**Obiettivo dichiarato:** Puoi proseguire il testo sulle armi per la guerra in Ucraina, ripartendo subito dopo la sua ultima frase?

**Segmento di testo:**
▬▬▬▬▬▬

Le armi per la guerra in Ucraina

Non sarà facile aiutare ancora a lungo militarmente il presidente ucraino Volodymyr Zelensky nella sua contro offensiva per riprendersi terreni invasi dalle truppe di Vladimir Putin. Sia in Francia che negli Stati Uniti – due paesi che sono stati decisivi sull’invio di armi in questi mesi – hanno comunicato di avere problemi e quindi di doversi sfilare importanti industrie della Difesa. A Parigi durante una riunione del comitato Francia-Ucraina presieduto dal presidente Emmanuel Macron è stato il gruppo Airbus a comunicare di non avere più intenzione di vendere elicotteri a Kiev, e la stessa marcia indietro ha fatto Dassult.

Le armi vendute in Ucraina

Il problema non è finanziario, perché formalmente tutti gli armamenti vengono venduti all’Ucraina che certo non può essere in questo momento un gran pagatore, ma a mettere i soldi sotto forma di prestiti a vario titolo sono i paesi occidentali. La Francia ha appena messo in piedi a questo scopo un fondo governativo per finanziarie gli acquisti di armi francesi da parte di Zelensky con mezzo miliardo di euro.

I soldi ci sono

Sono invece problemi di catena produttiva quelli che rischiano di fare venire meno alcune commesse decisive che arrivavano dagli Stati Uniti. Il principale fornitore dell’esercito ucraino infatti è stata Lockheed Martin, che produce gli obici da 155 mm e le loro munizioni nonché l’artiglieria pesante Himars (High Mobility Artillery Rocket System) che sono stati fondamentali per Zelensky nel tenere a bada i carri armati russi. Lockheed Martin è stato il principale fornitore (grazie ai 15,2 miliardi di fondi americani stanziati da Joe Biden) delle forze armate ucraine, e ha avuto il suo bel tornaconto anche sul mercato.

Il giorno dell’inizio della guerra il titolo dell’azienda americana valeva in borsa 353,58 dollari. Oggi è stabilmente sopra i 400 dollari per azione. Il problema è che ha venduto tutto quello che aveva in magazzino e ricostituirne un altro non è così semplice. Al momento non ne ha più da mandare in Ucraina, e il magazzino non era colossale visto che in tempi di pace si producevano munizioni per un massimo di 30 mila colpi l’anno (un numero che in questi mesi è stato impiegato in due settimane di guerra).

Le armi di Lockheed Martin

Ci sono altri magazzini che possiedono i prodotti della Lockheed Martin, ma sono quelli delle riserve strategiche del pentagono. E i vertici militari americani hanno fatto muro senza ammettere alcun tipo di discussione: quelli non si possono proprio toccare, essendoci per altro molte altre situazioni a rischio di crisi militare da Taiwan alla Corea del Nord. «Sono molto preoccupato. A meno che non avremo una nuova produzione, che richiede mesi per aumentare, non avremo la capacità di rifornire gli ucraini», ha confessato alla rete americana Cnbc uno dei massimi esperti americani di armi, il professore universitario e membro militare senior della National Defense University Usa, Dave Des Roches, che ha spiegato come anche gli altri paesi della Nato abbiano lo stesso problema avendo rallentato in questi anni la produzione nazionale di armi per ragioni di bilancio pubblico.

▬▬▬▬▬▬

**Informazioni fornite:**
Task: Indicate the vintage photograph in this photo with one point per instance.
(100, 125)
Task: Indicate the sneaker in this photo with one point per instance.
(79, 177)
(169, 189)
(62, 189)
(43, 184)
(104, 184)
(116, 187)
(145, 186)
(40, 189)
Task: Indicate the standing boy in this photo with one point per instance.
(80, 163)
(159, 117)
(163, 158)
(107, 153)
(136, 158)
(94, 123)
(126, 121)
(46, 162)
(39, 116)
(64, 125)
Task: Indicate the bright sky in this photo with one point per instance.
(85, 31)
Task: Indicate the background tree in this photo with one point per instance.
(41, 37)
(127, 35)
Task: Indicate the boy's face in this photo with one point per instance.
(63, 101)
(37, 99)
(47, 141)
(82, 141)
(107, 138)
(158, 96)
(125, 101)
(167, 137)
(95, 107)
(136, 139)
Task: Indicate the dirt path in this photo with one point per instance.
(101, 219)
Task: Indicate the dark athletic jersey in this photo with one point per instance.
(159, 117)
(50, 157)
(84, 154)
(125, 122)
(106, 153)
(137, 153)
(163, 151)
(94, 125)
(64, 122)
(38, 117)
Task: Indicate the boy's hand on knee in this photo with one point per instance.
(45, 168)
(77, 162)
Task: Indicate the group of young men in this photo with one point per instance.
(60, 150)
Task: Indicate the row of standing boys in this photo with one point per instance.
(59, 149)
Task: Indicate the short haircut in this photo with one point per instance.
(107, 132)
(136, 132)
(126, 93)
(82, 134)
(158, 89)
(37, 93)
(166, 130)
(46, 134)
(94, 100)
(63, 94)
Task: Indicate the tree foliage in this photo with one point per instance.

▬▬▬▬▬▬

**Risultato dell'esercizio:**
Lockheed Martin ha spiegato all’amministrazione americana di avere bisogno per aumentare la produzione e in qualche caso addirittura per riprenderla, visto che le linee produttive erano state dismesse, di manodopera specializzata che scarseggia nel paese. E di investimenti industriali che in questo caso non possono essere a carico del privato. La sola alternativa in emergenza è quella di fornire gli ucraini di altri prodotti, più vecchi e ancora in magazzino, come gli obici da 105 mm. Sul terreno di guerra però sono assai meno efficaci, perché a carico ridotto e con gittata inferiore di circa la metà a quelli utilizzati fino ad ora. In una guerra che è essenzialmente di artiglieria questo potrebbe essere un handicap non indifferente per Zelensky.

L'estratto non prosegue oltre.